**What you should do**
Copy every line of the material below without changing a single character.

Begin Data listing

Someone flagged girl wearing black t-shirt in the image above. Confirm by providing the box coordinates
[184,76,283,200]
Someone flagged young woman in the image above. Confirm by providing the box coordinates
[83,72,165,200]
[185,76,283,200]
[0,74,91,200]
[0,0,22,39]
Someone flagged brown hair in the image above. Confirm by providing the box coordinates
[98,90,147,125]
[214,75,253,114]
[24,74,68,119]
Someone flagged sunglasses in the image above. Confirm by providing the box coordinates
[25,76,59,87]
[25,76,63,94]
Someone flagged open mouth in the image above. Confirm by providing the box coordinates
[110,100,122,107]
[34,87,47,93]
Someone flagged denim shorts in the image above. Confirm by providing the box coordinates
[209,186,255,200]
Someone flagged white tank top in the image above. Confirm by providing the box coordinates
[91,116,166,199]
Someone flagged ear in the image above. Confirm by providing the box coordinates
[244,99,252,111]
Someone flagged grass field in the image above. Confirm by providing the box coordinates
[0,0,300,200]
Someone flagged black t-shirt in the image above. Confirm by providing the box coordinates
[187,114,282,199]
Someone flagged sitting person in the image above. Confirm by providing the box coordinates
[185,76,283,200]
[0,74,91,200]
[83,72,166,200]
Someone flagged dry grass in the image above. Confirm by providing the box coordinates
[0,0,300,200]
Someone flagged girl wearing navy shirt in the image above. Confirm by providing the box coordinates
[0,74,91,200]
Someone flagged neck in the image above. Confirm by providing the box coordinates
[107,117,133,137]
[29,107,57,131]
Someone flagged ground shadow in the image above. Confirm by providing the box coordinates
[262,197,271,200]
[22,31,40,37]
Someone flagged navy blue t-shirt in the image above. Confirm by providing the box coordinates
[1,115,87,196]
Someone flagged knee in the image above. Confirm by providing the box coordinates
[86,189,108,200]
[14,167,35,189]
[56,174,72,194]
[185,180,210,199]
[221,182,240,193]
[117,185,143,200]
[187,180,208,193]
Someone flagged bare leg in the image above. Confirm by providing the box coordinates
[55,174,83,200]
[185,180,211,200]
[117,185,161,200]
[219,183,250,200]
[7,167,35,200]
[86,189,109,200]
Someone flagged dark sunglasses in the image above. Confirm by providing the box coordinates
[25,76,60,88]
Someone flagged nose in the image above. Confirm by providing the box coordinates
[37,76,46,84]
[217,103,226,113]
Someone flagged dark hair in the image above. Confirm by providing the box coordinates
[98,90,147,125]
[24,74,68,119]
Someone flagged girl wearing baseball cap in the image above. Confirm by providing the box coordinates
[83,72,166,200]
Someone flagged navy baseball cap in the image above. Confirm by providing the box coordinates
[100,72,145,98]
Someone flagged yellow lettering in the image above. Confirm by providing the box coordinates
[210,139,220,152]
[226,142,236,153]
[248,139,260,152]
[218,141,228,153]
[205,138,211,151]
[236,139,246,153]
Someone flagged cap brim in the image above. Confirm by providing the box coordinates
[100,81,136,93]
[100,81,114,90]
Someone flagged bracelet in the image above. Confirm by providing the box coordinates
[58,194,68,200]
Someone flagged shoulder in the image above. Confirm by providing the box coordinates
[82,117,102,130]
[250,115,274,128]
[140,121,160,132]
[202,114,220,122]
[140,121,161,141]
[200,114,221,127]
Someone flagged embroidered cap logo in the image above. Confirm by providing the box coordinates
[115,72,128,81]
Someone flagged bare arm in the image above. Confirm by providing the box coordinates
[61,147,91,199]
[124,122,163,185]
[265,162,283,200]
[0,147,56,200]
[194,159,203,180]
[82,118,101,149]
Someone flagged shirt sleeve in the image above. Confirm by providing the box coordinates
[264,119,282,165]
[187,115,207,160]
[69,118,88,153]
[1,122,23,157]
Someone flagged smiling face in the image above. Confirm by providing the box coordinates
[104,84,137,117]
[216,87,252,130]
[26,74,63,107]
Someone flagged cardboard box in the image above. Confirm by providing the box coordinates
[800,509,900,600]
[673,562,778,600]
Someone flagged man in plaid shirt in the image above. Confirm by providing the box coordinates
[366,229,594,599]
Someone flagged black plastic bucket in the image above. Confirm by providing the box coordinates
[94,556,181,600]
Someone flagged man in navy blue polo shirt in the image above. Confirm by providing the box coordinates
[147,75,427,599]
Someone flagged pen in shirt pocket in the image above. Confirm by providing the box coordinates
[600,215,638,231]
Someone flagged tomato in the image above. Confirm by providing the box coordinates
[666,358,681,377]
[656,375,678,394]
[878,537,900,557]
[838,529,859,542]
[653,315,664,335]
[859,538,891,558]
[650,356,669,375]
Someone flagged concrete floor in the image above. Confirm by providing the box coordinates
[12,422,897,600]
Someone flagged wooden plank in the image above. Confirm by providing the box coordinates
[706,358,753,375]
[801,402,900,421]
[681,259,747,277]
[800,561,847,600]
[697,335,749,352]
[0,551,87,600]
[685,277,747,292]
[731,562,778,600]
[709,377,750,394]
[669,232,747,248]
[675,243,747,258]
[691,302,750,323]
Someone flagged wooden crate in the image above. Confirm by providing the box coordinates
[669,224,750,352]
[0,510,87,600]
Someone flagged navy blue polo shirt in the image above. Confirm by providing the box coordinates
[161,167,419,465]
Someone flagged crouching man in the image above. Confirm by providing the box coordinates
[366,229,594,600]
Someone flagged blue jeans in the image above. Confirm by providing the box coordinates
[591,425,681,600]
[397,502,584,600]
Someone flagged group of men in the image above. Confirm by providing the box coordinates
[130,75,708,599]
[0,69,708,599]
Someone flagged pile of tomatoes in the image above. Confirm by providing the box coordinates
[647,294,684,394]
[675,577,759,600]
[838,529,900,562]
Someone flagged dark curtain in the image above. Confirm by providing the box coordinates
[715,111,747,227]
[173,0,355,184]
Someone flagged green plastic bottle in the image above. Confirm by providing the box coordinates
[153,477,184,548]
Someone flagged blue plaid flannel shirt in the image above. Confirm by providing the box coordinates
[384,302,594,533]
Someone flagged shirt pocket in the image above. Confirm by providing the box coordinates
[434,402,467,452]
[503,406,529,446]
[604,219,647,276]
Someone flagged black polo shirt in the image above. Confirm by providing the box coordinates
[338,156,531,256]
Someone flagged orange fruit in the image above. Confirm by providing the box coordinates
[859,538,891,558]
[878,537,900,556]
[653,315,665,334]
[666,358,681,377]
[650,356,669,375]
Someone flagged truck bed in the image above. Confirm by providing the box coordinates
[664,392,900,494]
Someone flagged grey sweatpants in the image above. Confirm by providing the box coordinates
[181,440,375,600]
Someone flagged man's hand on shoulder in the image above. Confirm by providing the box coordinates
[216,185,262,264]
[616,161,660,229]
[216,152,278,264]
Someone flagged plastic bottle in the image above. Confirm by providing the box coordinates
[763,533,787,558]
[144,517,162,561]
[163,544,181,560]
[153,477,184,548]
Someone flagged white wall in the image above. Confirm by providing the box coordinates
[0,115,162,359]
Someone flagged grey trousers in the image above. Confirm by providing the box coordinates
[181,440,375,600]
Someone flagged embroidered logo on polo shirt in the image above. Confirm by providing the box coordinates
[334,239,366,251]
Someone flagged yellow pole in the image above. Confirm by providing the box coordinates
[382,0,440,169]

End Data listing

**Correct output**
Someone flagged girl wearing black t-shirt in the image above. Confirm by providing the box coordinates
[184,76,283,200]
Someone flagged young woman in the image above. Confirm by providing the box coordinates
[83,72,165,200]
[185,76,283,200]
[0,74,91,200]
[0,0,22,39]
Someone flagged brown hair in the image above. Confirm by providing the box coordinates
[98,90,147,125]
[214,75,253,114]
[24,74,68,119]
Someone flagged sunglasses in the image above. Confirm by providing the box coordinates
[25,76,59,87]
[25,76,63,94]
Someone flagged open mouth in the image above. Confirm by providing the box coordinates
[110,100,122,107]
[34,87,47,93]
Someone flagged denim shorts in the image above. Confirm by providing the box coordinates
[209,186,255,200]
Someone flagged white tank top in the image above. Confirm by providing the box coordinates
[91,116,166,199]
Someone flagged ear in the image above. Confirm by providing the box coordinates
[244,99,252,111]
Someone flagged grass field in the image above. Confirm by providing the box coordinates
[0,0,300,200]
Someone flagged black t-shirt in the image above. Confirm by providing the box coordinates
[187,114,282,199]
Someone flagged sitting person in the image above. Confirm by providing the box coordinates
[185,76,283,200]
[0,74,91,200]
[83,72,166,200]
Someone flagged dry grass in the image above. Confirm by providing the box coordinates
[0,0,300,200]
Someone flagged girl wearing navy shirt in the image above. Confirm by providing the box coordinates
[0,74,91,200]
Someone flagged neck in the image above. Confirm by providing the box coordinates
[107,117,133,137]
[29,107,57,131]
Someone flagged ground shadow in the image above. Confirm by providing the box coordinates
[262,197,271,200]
[22,31,40,37]
Someone flagged navy blue t-shirt in the image above. Confirm by providing the box coordinates
[1,115,87,196]
Someone flagged knee in the image above. Confirm by providing the box coordinates
[86,189,108,200]
[14,167,35,189]
[56,174,72,194]
[185,180,210,199]
[221,182,240,193]
[117,185,143,200]
[187,180,208,193]
Someone flagged bare leg in the image above. Confirm by providing the box coordinates
[55,174,83,200]
[185,180,211,200]
[117,185,161,200]
[219,183,250,200]
[7,167,35,200]
[86,189,109,200]
Someone flagged dark sunglasses in the image above. Confirm by providing the box coordinates
[25,76,60,88]
Someone flagged nose in the image above. Confirm by providing the box coordinates
[37,76,46,84]
[217,103,226,113]
Someone flagged dark hair in the image above. Confirm by providing the box coordinates
[98,90,147,125]
[24,74,68,119]
Someone flagged girl wearing baseball cap in the image above. Confirm by providing the box coordinates
[83,72,166,200]
Someone flagged navy baseball cap in the image above. Confirm by providing the box coordinates
[100,72,145,98]
Someone flagged yellow lettering in the image above. Confirm by providing the box coordinates
[210,139,220,152]
[226,142,236,153]
[248,139,260,152]
[218,141,228,153]
[205,138,211,151]
[236,139,246,153]
Someone flagged cap brim in the image above. Confirm by providing the box coordinates
[100,81,136,93]
[100,81,114,90]
Someone flagged bracelet in the image above. Confirm by providing the box coordinates
[58,194,68,200]
Someone flagged shoulder in the image above. Confirm by providing the box coordinates
[82,117,102,130]
[250,115,274,128]
[140,121,160,132]
[202,114,220,122]
[140,121,161,141]
[200,114,221,127]
Someone flagged embroidered cap logo in the image above. Confirm by providing the box coordinates
[115,72,128,81]
Someone flagged bare arm in the image above. Confirm by providing the box coordinates
[61,147,91,199]
[124,122,163,185]
[265,162,283,200]
[0,147,56,200]
[194,159,203,180]
[82,118,101,149]
Someone flagged shirt sleeve in the image above. Confirm by providing the box coordinates
[264,119,282,165]
[187,115,207,160]
[69,118,88,153]
[1,122,23,157]
Someone flagged smiling face in the image above. Confirm by providing the box coordinates
[104,84,137,117]
[216,87,252,130]
[26,74,63,107]
Someone flagged cardboard box in the image above. Confirm by providing the box coordinates
[800,509,900,600]
[673,562,778,600]
Someone flagged man in plaid shirt in the image above. Confirm by providing the box coordinates
[366,229,594,599]
Someone flagged black plastic bucket in the image above. Confirm by providing the box coordinates
[94,556,181,600]
Someone flagged man in navy blue polo shirt in the image above. Confirm by providing the box coordinates
[147,75,427,599]
Someone flagged pen in shirt pocket in the image above. Confirm by providing the box coordinates
[600,215,638,231]
Someone flagged tomato in the image above. Confirm by providing the box coordinates
[666,358,681,377]
[656,375,678,394]
[878,537,900,557]
[838,529,859,542]
[653,315,664,335]
[859,538,891,558]
[650,356,669,375]
Someone flagged concrete floor in the image above. Confirm by providing the box coordinates
[12,422,897,600]
Someone flagged wooden plank in the image above. Confirm by providing the box coordinates
[706,358,753,375]
[801,402,900,421]
[681,259,747,277]
[800,561,847,600]
[697,335,749,352]
[0,551,87,600]
[685,277,747,292]
[731,562,778,600]
[709,377,750,394]
[669,232,747,248]
[675,243,747,258]
[691,302,750,323]
Someone flagged wooden crate in the image above. Confirm by providing the box coordinates
[669,224,750,352]
[0,510,87,600]
Someone flagged navy blue polo shirt in the image above. Confirm by providing the box coordinates
[161,167,419,465]
Someone flagged crouching man in the image above. Confirm by providing the box coordinates
[366,229,594,600]
Someone flagged blue jeans in the image above. Confirm by providing the box coordinates
[591,425,681,600]
[397,502,584,600]
Someone flagged group of men in the image above. Confirm by providing the box coordinates
[130,75,708,599]
[0,69,708,599]
Someone flagged pile of tomatoes in the image above. Confirm by providing the box coordinates
[647,294,684,394]
[675,577,759,600]
[838,529,900,562]
Someone flagged dark curtain in the image above. Confirm by providing the box coordinates
[715,111,747,227]
[173,0,355,184]
Someone flagged green plastic bottle in the image above. Confirm by providing the box coordinates
[153,477,184,548]
Someone flagged blue plaid flannel shirt in the image above. Confirm by providing the box coordinates
[384,302,594,533]
Someone flagged shirt pocket in the image above. Confirm by providing the box coordinates
[434,402,467,452]
[503,406,529,446]
[604,219,647,276]
Someone flagged black polo shirt in the image above. Confirm by providing the box coordinates
[338,156,531,256]
Someone flagged orange fruit in the image above. Confirm by providing the box coordinates
[859,538,891,558]
[878,537,900,556]
[653,315,665,334]
[666,358,681,377]
[650,356,669,375]
Someone flagged truck bed in the image above. Confirm by providing the box coordinates
[664,392,900,494]
Someone flagged grey sweatpants in the image above. Confirm by providing the box coordinates
[181,440,375,600]
Someone flagged man's hand on shoulder in the image above. Confirm by providing the box coordinates
[216,185,262,264]
[616,161,660,229]
[216,152,278,264]
Someone flagged plastic bottle in the image above. Confirm by providing the box coordinates
[763,533,787,558]
[144,517,162,561]
[163,544,181,560]
[153,477,184,548]
Someone flagged white wall in the image above. Confirm by providing the box coordinates
[0,115,162,359]
Someone flagged grey trousers in the image above. Confirm by providing the box coordinates
[181,440,375,600]
Someone flagged embroidered logo on polo shirt in the image above. Confirm by providing the box coordinates
[334,239,366,251]
Someone flagged yellow pole in the image above. Confirm by providing the box coordinates
[382,0,440,169]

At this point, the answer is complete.